» **WHAT THE TASK ASKS**
Output every line of the listing below verbatim, omitting the pictures.

» **Source data**

------

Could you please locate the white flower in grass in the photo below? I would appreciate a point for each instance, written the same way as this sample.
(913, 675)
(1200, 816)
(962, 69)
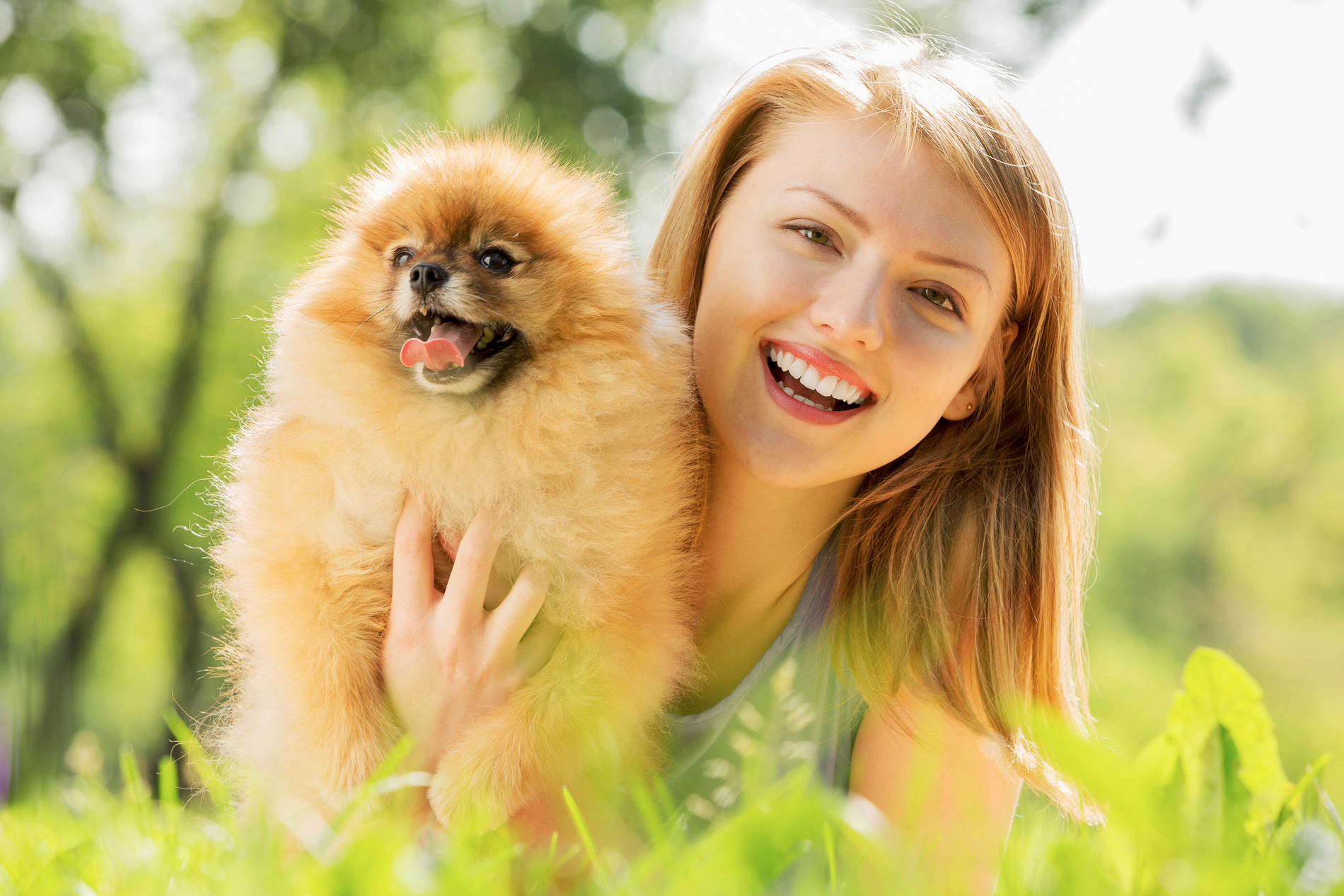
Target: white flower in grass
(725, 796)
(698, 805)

------

» **EXERCISE ANSWER**
Could you please locate the white flower in grass in the photo below? I would appreciate a point for each instance, written the same way as this sample.
(913, 675)
(1200, 816)
(962, 69)
Target: white flower in grass
(725, 796)
(698, 805)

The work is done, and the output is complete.